RECORDS SHOWN
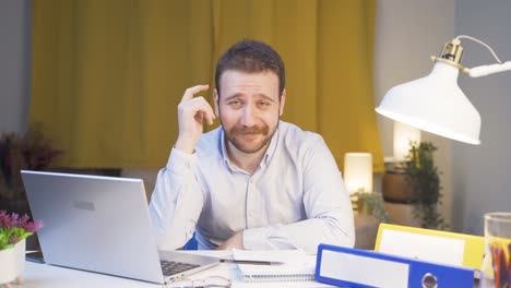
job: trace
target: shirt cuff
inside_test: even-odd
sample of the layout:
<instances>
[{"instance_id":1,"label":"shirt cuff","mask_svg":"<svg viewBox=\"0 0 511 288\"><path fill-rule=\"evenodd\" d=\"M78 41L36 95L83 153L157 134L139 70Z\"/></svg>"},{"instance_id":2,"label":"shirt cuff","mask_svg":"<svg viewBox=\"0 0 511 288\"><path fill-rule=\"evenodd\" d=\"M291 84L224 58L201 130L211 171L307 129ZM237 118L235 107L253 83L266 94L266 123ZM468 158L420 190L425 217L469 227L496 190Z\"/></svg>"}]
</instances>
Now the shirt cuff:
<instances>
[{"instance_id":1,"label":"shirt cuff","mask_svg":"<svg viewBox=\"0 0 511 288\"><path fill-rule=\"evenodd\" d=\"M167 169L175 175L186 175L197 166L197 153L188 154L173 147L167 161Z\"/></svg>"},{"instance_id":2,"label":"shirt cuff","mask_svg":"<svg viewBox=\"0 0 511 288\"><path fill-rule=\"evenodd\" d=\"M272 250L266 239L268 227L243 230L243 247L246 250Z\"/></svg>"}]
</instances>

* * *

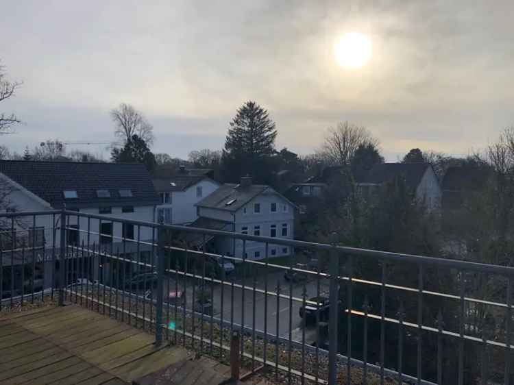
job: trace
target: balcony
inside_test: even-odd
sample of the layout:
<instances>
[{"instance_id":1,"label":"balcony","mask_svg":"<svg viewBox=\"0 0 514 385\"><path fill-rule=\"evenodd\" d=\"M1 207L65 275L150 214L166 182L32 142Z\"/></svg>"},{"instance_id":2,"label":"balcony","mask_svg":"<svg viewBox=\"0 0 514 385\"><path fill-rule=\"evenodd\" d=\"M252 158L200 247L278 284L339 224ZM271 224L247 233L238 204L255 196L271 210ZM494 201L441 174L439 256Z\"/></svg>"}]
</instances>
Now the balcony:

* * *

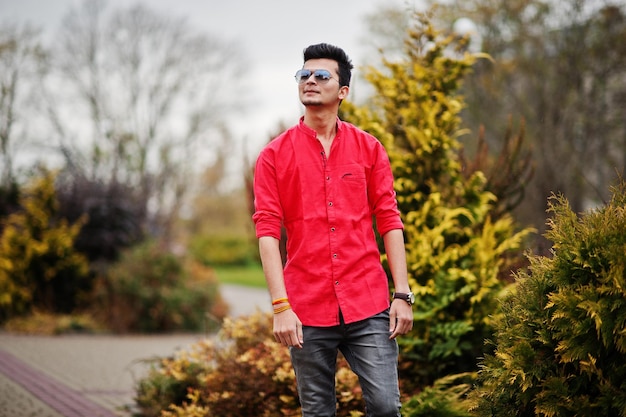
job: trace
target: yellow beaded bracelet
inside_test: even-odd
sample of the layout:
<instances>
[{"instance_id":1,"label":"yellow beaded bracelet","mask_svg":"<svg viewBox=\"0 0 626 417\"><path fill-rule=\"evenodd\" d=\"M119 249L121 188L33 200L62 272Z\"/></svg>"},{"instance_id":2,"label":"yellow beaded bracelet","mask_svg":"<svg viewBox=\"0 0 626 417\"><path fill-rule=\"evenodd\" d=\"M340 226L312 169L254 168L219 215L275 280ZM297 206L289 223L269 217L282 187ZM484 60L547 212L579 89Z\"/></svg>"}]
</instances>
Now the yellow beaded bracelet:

PROBLEM STATEMENT
How many lines in the items above contain the word "yellow"? Reply with the number alone.

THE REPLY
3